Dataset:
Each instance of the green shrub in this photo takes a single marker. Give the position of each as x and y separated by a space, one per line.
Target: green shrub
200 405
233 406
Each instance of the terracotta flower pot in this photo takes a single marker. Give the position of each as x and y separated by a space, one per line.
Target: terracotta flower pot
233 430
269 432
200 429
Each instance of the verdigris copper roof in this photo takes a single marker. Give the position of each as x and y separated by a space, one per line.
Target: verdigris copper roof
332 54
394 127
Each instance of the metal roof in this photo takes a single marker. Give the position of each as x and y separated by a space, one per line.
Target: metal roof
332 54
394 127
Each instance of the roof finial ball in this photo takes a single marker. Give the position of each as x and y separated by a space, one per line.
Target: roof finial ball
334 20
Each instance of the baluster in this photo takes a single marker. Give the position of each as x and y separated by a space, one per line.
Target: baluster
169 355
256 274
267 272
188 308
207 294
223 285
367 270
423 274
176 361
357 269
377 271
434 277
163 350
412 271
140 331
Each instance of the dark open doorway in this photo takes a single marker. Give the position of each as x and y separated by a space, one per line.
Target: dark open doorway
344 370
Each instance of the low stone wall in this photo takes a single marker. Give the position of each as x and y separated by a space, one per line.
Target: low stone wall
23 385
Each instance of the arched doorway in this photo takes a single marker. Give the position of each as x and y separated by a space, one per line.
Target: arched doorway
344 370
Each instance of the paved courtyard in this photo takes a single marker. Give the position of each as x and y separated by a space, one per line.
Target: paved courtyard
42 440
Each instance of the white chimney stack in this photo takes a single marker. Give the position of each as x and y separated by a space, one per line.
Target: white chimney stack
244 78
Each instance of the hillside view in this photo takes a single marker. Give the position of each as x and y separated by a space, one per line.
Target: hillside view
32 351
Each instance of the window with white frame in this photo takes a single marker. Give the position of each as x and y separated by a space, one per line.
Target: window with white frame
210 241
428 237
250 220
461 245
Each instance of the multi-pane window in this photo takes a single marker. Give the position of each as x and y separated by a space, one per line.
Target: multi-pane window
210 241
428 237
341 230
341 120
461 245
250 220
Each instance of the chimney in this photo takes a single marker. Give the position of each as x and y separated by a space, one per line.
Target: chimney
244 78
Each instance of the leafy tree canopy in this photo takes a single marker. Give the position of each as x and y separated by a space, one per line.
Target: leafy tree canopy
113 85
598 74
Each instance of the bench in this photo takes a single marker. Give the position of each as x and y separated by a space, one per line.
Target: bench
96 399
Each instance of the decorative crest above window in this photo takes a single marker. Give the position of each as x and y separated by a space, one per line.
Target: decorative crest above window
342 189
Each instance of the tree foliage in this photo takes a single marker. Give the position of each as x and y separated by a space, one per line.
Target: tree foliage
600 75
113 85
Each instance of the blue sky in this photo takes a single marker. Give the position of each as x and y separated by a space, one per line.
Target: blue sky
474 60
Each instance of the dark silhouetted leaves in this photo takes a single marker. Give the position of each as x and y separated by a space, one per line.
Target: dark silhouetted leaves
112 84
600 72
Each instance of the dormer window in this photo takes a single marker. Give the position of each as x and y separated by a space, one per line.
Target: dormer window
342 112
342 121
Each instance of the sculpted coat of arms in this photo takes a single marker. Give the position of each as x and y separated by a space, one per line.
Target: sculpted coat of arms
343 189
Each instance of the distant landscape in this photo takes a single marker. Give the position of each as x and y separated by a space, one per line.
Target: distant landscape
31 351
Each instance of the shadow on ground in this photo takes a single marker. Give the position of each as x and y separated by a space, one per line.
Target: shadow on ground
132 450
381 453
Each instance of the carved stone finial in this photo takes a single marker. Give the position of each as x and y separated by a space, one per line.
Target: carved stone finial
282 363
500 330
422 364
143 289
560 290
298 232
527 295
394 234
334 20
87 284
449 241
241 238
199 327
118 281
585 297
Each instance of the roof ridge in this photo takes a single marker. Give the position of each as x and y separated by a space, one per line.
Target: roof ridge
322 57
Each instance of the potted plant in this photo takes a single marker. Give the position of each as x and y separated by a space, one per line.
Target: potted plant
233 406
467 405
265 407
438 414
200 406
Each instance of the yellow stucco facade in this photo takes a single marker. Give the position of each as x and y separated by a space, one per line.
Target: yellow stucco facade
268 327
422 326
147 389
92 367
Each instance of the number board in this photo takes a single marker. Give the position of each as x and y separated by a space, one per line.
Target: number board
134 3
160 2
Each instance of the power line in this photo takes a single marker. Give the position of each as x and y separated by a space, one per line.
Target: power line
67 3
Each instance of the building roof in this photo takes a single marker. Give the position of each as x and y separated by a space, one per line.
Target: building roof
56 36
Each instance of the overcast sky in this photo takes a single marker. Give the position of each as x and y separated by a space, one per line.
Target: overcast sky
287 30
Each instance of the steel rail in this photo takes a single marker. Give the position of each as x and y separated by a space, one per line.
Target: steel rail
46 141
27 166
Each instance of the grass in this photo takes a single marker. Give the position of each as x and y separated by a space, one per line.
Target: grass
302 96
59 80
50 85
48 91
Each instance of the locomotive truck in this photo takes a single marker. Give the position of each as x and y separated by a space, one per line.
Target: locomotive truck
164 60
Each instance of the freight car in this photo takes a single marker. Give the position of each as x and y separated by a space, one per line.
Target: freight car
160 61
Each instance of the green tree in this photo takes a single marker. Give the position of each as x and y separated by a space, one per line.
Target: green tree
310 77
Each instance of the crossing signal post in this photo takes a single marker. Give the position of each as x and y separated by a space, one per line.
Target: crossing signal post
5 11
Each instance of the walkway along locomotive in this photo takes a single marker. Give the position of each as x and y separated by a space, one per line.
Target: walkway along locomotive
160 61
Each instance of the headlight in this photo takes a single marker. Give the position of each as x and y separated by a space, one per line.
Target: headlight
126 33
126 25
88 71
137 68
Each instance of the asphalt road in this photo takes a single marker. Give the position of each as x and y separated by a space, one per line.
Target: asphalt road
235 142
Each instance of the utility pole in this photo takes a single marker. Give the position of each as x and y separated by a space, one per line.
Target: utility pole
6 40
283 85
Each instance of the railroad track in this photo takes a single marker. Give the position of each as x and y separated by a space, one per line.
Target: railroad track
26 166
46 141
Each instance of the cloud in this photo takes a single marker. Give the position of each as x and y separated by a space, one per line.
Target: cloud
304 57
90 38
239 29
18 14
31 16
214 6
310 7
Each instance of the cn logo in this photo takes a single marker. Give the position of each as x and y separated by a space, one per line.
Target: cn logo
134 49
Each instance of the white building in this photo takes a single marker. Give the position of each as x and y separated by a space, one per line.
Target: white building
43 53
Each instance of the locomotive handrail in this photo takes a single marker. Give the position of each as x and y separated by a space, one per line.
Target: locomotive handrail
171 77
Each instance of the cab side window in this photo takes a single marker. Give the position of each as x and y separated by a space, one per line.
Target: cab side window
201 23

Aim of the task: Write out again every line of the records, requests included, from the line containing "Each instance of the cab" through the end of the records. Raise each x and y coordinate in the answers by 51.

Solution to this problem:
Each instance of the cab side window in this photo takes a single marker. Give the position of each as x and y separated by a space, one per line.
Target: cab side window
252 74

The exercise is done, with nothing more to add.